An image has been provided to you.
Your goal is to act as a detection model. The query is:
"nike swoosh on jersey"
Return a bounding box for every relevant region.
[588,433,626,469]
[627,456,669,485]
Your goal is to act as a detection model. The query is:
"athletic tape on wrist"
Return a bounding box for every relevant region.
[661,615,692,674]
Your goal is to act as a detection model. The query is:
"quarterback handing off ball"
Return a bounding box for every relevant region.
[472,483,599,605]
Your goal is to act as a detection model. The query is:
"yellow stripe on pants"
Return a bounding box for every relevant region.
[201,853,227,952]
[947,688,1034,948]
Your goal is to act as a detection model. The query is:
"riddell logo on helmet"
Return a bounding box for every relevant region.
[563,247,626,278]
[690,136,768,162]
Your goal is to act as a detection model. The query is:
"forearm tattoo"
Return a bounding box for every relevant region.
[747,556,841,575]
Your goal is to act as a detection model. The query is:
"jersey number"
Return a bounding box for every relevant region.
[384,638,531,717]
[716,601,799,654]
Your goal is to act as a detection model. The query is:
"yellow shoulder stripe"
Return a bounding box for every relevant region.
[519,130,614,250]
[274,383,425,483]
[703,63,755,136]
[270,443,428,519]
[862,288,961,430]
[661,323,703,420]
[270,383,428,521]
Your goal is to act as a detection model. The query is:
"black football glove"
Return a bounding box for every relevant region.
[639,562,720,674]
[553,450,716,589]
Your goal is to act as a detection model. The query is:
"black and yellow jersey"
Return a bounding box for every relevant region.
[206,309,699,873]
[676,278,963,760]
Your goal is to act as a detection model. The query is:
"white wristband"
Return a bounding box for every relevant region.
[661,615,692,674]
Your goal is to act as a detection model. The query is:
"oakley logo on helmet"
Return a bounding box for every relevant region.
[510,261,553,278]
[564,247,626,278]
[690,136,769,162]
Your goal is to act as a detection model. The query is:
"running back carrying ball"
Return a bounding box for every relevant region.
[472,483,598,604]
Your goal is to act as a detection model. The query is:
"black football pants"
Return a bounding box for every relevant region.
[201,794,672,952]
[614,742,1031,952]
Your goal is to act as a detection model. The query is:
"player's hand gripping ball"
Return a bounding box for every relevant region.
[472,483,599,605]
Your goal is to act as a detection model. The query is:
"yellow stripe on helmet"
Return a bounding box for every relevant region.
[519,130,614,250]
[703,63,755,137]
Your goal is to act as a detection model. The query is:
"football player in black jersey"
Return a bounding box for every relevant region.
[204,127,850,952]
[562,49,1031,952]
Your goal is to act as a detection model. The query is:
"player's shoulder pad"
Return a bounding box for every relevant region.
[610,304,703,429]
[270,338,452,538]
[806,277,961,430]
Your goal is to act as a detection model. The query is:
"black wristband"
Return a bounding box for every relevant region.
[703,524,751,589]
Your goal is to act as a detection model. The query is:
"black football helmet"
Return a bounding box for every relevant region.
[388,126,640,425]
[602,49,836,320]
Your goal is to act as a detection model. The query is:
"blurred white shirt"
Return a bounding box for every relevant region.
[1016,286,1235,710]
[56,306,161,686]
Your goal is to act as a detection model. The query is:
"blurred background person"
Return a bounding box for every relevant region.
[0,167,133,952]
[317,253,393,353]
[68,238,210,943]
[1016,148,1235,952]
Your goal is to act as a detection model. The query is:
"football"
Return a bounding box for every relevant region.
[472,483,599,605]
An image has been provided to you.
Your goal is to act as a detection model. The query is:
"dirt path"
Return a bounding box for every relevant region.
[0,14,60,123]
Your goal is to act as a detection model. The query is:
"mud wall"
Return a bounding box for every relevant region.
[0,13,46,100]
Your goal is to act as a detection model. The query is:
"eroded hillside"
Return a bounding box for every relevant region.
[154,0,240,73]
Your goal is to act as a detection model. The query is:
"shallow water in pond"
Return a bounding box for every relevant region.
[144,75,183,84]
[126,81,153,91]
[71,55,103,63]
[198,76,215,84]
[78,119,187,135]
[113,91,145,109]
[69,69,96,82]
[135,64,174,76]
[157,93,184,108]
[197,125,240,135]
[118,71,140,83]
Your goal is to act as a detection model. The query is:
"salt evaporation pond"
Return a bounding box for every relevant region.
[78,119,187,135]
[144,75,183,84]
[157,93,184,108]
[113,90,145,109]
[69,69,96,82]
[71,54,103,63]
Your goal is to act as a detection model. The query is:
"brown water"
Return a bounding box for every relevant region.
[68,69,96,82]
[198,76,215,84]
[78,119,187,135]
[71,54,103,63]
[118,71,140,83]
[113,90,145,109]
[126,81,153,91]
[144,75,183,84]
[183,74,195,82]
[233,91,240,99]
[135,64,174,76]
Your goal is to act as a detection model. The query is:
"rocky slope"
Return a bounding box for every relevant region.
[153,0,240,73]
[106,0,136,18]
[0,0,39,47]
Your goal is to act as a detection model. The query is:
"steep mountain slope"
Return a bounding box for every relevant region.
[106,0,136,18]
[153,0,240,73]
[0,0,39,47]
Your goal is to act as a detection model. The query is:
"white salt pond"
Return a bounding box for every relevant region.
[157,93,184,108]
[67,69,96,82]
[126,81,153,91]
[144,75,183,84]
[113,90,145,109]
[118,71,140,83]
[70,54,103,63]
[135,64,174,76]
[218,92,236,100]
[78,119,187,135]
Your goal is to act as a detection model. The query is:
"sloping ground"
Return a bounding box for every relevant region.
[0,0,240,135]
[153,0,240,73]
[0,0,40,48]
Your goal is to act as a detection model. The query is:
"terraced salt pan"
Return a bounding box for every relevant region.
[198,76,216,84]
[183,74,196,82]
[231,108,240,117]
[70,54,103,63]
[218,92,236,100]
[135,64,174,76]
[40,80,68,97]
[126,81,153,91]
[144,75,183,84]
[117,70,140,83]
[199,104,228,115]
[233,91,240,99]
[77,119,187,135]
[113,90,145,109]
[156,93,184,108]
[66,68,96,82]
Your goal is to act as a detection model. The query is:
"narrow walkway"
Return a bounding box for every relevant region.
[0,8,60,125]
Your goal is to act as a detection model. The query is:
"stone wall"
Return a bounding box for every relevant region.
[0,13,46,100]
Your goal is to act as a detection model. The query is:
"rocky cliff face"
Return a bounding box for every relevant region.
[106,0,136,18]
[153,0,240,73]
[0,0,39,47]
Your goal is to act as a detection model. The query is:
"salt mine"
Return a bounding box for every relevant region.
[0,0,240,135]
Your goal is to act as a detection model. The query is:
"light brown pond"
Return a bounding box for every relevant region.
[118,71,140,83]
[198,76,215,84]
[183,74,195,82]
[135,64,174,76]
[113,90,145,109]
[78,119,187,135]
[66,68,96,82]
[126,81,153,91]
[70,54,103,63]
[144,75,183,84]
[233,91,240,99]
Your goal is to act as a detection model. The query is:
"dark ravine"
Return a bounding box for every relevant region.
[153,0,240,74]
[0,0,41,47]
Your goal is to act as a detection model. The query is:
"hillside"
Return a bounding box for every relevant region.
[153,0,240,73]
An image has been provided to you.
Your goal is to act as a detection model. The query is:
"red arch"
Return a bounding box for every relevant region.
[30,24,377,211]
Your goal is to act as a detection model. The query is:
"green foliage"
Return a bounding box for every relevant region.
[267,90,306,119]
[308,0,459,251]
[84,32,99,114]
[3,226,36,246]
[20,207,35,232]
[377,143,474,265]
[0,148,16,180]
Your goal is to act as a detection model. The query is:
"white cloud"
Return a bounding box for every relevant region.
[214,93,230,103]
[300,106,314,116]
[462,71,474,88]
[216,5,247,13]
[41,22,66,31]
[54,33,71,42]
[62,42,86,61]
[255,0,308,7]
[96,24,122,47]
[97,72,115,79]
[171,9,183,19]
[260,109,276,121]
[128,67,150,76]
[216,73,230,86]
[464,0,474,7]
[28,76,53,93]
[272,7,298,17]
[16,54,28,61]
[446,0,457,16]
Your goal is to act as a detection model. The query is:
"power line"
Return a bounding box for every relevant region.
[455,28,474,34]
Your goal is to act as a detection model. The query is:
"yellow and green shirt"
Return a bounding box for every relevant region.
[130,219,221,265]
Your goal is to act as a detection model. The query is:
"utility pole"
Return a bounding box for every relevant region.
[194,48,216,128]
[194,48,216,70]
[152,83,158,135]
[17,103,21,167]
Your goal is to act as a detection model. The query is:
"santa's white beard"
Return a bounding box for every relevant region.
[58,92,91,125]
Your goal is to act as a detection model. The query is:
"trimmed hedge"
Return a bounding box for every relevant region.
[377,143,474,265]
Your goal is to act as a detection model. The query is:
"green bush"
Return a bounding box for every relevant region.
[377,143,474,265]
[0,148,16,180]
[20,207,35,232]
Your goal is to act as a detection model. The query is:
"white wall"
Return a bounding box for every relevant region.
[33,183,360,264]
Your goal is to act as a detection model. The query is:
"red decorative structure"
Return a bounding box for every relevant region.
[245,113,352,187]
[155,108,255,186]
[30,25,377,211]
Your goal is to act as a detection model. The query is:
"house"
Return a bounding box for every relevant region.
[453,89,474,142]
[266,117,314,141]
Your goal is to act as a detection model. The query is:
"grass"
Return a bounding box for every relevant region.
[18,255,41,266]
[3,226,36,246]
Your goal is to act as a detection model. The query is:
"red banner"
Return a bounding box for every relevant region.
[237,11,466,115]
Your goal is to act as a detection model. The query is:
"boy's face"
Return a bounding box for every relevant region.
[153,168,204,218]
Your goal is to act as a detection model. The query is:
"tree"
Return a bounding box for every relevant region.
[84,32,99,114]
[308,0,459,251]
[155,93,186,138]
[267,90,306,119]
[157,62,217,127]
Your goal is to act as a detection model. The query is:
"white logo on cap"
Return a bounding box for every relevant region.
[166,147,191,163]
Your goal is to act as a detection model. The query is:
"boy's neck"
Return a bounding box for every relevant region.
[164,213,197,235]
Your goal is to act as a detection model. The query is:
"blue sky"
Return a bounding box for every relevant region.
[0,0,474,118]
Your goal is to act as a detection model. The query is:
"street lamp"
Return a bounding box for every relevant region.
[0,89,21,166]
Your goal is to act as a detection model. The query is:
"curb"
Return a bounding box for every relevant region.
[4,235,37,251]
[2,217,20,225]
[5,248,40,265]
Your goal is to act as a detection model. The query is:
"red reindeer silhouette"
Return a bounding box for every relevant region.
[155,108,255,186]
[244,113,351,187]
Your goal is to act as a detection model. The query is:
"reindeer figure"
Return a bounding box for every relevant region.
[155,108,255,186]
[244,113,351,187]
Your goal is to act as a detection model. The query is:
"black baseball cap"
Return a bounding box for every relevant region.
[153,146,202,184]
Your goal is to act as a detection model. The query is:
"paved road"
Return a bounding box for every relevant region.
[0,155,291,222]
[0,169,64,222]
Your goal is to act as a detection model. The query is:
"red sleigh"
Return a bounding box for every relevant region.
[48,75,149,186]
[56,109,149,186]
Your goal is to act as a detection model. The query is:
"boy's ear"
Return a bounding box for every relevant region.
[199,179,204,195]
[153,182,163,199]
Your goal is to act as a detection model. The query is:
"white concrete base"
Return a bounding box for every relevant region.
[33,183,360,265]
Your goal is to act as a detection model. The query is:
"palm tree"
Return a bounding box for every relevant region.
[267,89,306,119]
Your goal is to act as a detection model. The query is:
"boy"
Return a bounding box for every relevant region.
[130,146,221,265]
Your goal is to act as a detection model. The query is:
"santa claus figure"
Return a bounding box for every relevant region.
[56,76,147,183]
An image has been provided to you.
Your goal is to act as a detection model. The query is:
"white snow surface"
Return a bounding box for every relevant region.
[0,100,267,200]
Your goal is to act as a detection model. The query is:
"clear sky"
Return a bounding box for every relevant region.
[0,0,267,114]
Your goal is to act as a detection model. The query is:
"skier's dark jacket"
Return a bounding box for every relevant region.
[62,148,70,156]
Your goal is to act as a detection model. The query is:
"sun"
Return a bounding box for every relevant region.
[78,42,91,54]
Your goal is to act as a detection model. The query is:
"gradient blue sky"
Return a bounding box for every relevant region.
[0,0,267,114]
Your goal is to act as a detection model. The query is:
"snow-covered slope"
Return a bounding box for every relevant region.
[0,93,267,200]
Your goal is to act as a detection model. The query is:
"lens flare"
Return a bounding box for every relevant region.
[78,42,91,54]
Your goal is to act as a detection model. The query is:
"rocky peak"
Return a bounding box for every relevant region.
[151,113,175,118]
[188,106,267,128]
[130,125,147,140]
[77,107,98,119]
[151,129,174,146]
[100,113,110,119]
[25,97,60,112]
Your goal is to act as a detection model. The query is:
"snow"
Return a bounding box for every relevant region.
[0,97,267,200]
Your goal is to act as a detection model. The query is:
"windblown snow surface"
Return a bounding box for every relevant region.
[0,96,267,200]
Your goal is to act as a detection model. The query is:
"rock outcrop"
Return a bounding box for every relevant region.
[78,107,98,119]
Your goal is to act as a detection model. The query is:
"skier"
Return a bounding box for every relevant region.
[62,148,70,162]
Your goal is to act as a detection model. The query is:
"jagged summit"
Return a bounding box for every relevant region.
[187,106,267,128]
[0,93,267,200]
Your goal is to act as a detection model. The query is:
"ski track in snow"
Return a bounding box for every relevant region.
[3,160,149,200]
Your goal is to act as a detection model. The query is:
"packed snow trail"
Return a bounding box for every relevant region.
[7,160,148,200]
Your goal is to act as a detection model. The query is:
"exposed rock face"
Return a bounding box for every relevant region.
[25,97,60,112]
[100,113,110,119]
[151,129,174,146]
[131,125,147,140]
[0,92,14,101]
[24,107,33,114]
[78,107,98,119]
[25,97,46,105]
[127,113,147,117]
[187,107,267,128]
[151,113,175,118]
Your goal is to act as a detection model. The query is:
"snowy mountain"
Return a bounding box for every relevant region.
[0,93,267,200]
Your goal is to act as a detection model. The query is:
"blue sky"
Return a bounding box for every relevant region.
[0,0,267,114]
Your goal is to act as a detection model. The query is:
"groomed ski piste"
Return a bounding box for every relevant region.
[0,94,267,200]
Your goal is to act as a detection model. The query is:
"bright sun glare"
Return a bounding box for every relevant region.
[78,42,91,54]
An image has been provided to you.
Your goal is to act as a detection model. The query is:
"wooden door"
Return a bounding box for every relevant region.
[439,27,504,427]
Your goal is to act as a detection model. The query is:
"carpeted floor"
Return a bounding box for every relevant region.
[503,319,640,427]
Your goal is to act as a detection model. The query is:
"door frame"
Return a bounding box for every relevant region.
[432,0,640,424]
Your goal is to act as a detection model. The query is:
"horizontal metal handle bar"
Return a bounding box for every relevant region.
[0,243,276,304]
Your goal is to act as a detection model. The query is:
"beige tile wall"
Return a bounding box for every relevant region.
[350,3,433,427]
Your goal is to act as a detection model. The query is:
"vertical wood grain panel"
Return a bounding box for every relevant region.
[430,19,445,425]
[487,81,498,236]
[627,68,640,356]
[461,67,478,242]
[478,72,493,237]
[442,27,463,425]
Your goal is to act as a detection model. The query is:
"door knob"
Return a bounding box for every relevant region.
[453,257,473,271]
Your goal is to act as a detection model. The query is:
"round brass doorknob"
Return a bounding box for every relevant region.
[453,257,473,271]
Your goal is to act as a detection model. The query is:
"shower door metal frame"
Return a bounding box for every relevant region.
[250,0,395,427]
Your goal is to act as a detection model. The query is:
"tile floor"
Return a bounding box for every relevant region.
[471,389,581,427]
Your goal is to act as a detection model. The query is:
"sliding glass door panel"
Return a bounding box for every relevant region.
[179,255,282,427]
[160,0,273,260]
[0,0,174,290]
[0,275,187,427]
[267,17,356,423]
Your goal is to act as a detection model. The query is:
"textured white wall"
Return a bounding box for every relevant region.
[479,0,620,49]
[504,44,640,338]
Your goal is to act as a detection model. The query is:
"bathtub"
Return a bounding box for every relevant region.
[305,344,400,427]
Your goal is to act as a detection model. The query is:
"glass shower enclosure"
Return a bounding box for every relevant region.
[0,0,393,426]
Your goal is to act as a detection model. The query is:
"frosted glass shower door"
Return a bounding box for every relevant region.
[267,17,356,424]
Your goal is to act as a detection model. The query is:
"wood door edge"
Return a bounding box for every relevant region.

--

> _Task requirements_: Show every line of the entries that contains the word "salt", matching case exactly.

> _Solution to this problem_:
"salt evaporation pond"
"white salt pond"
"terraced salt pan"
"salt mine"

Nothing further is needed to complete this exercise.